[Natural language region descriptions]
┄┄┄┄┄┄┄┄┄┄┄┄┄┄┄┄┄┄┄┄
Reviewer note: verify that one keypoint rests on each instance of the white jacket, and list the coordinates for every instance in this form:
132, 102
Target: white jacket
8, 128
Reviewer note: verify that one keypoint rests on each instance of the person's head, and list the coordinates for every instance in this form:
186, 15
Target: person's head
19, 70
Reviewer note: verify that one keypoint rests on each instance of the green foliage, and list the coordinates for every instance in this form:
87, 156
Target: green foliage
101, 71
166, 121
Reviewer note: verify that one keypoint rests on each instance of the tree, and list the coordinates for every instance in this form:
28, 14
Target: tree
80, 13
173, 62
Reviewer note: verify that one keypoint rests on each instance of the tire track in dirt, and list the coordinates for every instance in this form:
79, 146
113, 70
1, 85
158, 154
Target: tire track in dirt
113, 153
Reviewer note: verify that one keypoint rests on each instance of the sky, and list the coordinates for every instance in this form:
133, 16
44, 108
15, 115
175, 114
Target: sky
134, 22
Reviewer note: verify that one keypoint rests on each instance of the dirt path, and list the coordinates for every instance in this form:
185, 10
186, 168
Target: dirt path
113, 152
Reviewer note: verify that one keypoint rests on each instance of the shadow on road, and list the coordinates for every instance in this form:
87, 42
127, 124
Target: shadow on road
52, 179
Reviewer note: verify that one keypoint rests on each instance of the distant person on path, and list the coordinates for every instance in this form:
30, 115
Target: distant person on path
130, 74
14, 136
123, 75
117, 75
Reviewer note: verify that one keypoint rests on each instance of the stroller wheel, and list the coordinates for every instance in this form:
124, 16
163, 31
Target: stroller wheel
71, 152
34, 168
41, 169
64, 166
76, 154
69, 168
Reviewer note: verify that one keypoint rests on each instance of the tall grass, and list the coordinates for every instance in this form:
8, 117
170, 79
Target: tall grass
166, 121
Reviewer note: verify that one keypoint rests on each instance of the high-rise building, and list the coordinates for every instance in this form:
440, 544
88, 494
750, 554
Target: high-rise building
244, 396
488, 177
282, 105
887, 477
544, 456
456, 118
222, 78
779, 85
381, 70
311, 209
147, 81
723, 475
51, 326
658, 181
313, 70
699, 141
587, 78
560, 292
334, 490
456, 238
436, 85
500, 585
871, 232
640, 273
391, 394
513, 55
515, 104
┄┄┄┄┄┄┄┄┄┄┄┄┄┄┄┄┄┄┄┄
**EXERCISE DETAILS**
Only these lines should appear in the reply: the one containing "of the high-rise", the last line of the data, and all lines between them, each copied exactly.

**RESPONSE TO THE TASK**
Reviewer note: verify that one keypoint rests on each instance of the high-rise building, and list the coordinates for every instance in this form:
440, 544
88, 494
750, 554
Target: high-rise building
244, 396
488, 177
282, 105
887, 477
544, 456
456, 118
222, 78
779, 85
381, 70
311, 209
147, 81
723, 475
51, 326
658, 181
313, 70
699, 141
587, 78
560, 292
334, 490
456, 238
436, 85
500, 585
871, 232
640, 273
391, 394
513, 55
515, 104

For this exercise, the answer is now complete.